**What you need to do:**
**A.** Repeat the piece on the band's covers from "The band takes" up to and including "GBA’s studio space.".
**B.** Pick up the piece on the band's covers and continue it from its last sentence.

**Provided text:**
The Beatles’ “Taxman” is fast and loose, meeting at the corner of Liverpool and Muscle Shoals; Walters’ Hammond B3 organ and Park’s guitar volley riffs back and forth, the rhythm section of Aaron Redfield and Chris Stillwell keeping their hands on the wheel, with Karl Denson’s saxophone riffs keeping the band on the road. In turns both playful and fierce, “Taxman” finds GBA capturing the lightning of their live shows in a  four-minute bolt of funk.

“’Walk On By’ has been covered by tons of jazz people. We didn’t want to copy any particular version so we made our own,” says Walter. “‘I’ve Known Rivers’ has such a deep vibe on the original that we do it as more of a tribute than a reimagining.”

The band takes the former, Burt Bacharach and Hal David’s 1963 mega-hit, through the paces via an up-tempo strut while leaving breathing room for the soloists to step in. The mystical glow of Gary Bartz’s “I’ve Known Rivers,” originally inspired by a poem by Langston Hughes, shines brightly in GBA’s studio space.

“I think ‘Rivers’ brings us back to our early collaboration with Gary Bartz on Robert’s record (1996’s Spirit of ’70),” says Park. “It reminds me of how fortunate we were to cross paths with this giant at such a seminal time in the band’s history.”

(Collected data)
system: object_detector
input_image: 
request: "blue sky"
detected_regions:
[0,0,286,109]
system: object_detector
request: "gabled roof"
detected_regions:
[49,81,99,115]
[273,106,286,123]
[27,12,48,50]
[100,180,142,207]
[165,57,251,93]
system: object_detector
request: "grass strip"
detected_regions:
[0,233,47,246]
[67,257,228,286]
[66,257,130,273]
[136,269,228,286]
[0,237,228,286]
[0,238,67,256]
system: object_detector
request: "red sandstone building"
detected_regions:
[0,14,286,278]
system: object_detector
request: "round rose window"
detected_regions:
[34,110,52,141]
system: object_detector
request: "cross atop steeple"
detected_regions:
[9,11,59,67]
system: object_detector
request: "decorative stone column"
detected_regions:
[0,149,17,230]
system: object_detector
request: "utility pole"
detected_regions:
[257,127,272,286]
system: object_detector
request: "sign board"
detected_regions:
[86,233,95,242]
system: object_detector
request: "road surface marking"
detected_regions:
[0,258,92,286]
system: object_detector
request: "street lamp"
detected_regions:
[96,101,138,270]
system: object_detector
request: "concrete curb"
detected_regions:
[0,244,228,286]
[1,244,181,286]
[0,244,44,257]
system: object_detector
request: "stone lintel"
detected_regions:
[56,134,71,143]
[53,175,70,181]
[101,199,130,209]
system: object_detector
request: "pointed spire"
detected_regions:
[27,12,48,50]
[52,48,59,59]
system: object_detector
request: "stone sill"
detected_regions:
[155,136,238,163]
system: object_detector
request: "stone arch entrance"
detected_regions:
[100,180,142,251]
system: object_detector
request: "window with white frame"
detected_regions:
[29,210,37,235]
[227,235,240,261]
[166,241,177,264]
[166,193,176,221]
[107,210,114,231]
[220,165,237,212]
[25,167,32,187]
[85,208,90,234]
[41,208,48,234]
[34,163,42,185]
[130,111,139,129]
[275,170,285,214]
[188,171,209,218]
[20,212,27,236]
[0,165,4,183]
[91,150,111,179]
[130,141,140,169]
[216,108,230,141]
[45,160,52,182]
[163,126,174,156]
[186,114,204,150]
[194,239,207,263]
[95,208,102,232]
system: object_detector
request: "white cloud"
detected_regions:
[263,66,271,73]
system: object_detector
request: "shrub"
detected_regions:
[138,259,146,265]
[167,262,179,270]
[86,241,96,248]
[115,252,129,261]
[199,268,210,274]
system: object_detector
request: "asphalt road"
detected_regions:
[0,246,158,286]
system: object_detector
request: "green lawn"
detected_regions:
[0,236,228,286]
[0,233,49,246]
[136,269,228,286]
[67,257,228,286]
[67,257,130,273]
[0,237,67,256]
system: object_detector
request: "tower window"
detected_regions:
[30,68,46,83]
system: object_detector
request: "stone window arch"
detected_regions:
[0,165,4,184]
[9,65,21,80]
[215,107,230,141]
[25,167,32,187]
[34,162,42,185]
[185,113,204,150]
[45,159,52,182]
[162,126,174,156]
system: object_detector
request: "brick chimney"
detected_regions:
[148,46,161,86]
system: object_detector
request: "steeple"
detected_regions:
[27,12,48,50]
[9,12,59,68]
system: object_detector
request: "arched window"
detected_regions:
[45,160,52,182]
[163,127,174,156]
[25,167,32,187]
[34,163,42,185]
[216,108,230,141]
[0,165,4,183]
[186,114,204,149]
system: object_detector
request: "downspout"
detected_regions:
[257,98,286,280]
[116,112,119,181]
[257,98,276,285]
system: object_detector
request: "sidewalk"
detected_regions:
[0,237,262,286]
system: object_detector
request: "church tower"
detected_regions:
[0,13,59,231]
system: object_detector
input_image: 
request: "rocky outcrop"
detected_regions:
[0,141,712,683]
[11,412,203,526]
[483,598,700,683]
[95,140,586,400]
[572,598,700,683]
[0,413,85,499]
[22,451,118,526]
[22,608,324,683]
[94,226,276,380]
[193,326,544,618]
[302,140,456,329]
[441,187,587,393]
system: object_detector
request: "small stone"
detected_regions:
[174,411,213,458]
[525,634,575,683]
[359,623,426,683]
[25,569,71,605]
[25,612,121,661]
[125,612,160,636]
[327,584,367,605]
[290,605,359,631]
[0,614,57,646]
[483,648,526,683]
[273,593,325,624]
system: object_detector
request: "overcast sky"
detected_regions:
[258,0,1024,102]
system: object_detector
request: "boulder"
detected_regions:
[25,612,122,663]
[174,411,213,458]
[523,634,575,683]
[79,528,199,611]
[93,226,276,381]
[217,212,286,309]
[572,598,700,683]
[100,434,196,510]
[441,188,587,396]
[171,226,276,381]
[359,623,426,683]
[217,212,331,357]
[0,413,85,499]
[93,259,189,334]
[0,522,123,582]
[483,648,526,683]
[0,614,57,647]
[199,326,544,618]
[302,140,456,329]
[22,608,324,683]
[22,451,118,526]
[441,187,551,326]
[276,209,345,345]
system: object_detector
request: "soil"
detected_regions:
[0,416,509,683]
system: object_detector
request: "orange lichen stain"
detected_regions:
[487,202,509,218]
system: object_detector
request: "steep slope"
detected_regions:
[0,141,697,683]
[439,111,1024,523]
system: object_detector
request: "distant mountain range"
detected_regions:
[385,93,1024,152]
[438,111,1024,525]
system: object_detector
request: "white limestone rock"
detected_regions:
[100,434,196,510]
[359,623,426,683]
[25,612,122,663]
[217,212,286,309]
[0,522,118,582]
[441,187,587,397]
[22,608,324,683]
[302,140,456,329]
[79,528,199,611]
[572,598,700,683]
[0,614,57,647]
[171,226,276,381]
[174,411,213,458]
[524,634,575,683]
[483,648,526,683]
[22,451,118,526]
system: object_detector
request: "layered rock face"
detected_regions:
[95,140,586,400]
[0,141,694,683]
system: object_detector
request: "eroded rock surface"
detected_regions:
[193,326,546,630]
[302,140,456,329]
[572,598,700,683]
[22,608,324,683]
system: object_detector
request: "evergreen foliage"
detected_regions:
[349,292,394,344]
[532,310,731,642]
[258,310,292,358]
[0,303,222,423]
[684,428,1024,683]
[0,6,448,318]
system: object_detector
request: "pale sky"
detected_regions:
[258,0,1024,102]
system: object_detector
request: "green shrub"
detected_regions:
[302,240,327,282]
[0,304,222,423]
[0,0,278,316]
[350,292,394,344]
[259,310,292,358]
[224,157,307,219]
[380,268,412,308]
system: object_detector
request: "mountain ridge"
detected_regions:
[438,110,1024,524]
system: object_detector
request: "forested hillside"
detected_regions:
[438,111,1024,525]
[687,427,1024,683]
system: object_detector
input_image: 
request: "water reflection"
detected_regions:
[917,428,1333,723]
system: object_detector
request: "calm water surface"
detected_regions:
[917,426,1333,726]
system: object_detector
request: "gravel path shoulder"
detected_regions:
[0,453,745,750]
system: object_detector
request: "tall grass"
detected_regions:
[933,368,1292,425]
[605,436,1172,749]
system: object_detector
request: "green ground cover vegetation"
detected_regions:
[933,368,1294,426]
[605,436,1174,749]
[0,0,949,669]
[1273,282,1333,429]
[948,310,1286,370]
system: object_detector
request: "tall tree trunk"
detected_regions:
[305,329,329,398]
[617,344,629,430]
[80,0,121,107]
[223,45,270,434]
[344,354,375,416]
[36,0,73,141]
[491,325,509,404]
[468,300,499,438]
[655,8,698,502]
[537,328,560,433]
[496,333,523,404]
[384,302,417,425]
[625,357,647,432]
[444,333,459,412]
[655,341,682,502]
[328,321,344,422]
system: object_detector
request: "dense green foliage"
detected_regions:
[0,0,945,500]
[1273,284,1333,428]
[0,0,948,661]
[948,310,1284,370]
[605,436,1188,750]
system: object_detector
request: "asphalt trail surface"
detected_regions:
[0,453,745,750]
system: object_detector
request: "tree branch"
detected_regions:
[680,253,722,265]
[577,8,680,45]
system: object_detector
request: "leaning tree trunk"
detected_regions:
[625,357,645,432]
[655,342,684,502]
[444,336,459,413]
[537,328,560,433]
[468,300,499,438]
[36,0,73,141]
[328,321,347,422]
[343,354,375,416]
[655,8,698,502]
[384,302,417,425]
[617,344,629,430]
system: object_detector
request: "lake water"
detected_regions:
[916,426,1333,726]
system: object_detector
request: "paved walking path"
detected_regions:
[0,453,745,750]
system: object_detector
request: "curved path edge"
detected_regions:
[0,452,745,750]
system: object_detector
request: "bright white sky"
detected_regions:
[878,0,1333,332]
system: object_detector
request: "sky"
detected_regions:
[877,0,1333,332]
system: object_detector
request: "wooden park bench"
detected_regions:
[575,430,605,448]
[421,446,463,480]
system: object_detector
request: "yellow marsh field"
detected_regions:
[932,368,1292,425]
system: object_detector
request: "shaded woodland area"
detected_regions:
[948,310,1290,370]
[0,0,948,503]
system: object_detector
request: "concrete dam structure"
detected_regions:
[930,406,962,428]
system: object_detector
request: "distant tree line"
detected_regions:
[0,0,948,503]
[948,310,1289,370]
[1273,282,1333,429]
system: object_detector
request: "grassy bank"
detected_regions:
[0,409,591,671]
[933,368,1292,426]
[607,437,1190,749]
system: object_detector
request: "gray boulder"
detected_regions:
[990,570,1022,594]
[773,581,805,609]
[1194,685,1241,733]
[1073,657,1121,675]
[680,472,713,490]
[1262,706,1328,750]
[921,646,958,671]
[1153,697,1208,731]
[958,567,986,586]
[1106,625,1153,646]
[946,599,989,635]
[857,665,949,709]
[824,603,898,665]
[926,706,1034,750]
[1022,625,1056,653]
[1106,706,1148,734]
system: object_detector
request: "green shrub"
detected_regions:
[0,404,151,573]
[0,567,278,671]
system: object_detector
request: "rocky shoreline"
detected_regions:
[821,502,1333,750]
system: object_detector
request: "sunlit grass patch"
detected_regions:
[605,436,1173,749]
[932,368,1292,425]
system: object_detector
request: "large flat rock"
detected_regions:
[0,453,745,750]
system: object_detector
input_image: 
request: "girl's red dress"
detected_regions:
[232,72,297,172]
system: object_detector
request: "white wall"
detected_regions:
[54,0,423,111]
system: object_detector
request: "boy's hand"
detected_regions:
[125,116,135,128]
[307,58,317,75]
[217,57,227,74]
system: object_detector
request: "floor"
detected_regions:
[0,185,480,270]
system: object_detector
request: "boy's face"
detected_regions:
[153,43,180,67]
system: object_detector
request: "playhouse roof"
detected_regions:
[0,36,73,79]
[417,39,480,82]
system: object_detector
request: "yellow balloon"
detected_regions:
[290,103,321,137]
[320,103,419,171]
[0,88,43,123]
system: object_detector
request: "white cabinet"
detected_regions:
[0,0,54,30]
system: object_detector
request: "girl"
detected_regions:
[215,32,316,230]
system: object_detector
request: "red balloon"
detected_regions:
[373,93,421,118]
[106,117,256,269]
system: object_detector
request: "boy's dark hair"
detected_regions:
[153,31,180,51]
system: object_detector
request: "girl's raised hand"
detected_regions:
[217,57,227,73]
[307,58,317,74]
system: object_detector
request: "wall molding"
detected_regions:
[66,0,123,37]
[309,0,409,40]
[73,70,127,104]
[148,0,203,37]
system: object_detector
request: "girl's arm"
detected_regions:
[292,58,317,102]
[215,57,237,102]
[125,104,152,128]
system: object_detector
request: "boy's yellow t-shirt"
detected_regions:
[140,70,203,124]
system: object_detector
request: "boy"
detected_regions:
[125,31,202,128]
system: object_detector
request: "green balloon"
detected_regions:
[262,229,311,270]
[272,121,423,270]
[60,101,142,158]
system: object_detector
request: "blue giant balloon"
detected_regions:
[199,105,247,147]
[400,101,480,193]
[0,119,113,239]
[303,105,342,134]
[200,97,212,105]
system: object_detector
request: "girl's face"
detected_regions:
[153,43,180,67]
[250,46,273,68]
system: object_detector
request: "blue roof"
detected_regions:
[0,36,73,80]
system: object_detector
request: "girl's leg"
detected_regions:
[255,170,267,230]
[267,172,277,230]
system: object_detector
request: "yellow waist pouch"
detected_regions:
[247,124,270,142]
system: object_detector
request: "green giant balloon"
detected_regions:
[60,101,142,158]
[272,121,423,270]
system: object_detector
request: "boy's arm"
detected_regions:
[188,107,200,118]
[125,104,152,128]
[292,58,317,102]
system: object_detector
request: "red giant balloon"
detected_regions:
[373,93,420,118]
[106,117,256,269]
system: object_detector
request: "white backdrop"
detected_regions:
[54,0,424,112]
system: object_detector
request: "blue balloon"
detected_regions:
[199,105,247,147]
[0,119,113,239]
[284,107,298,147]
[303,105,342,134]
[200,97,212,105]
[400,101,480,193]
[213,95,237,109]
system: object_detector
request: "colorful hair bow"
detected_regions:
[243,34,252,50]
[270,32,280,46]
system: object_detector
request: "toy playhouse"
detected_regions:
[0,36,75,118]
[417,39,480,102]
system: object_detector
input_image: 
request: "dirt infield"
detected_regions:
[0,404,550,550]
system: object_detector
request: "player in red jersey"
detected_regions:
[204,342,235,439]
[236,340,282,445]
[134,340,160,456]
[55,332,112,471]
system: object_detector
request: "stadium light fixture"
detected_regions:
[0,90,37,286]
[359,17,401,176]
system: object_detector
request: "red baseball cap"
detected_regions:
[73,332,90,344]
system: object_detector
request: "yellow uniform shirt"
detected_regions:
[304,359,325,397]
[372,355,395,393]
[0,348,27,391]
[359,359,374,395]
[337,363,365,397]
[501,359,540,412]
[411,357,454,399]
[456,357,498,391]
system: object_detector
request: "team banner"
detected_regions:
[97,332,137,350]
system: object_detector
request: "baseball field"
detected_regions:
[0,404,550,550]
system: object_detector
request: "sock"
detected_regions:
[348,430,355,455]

**Outputs for the tasks:**
**A.**
The band takes the former, Burt Bacharach and Hal David’s 1963 mega-hit, through the paces via an up-tempo strut while leaving breathing room for the soloists to step in. The mystical glow of Gary Bartz’s “I’ve Known Rivers,” originally inspired by a poem by Langston Hughes, shines brightly in GBA’s studio space.

**B.**
This performance of the Bartz composition finds the band in full shimmering jazz invocation. Denson’s vocals glide over the syncopated jazz-funk, then he shifts his cadence seamlessly to saxophone, swimming through a vocabulary of avant-jazz languages.

Soul jazz receives the full measure of respect and innovation with the band’s version of Gene Ammons’ 1970 original, “Jug Eyes.” Over the band’s bedrock groove, Denson levels up the arrangement with a saxophone solo that ramps up the energy. Walters and Park’s respective solos continue the ascent, as the syncopated bass-and-drum force of Stillwell and Redfield push the band to the highest possible altitude of relentless vamping funk. By the song’s end, GBA dims the performance to a conversational murmur, a real-time recollection of the expedition through Ammons’s classic.

Deep cuts and crate-digger delights like Ann Alford’s 1971 soul-funk scorcher “Got to Get Me a Job” and Gil Scott-Heron’s “Lady Day and John Coltrane.” GBA crushes the blunt economic woes of addiction of Alford’s hardcore original. Gil Scott-Heron was one of the more forward-thinking music polymaths of the last century. In the hands of GBA, “Lady Day and John Coltrane” is propelled forward with a feel bordering on outrage, conjuring Scott-Heron’s plea for peace into a current age of dissonance where his words seem even more prophetic.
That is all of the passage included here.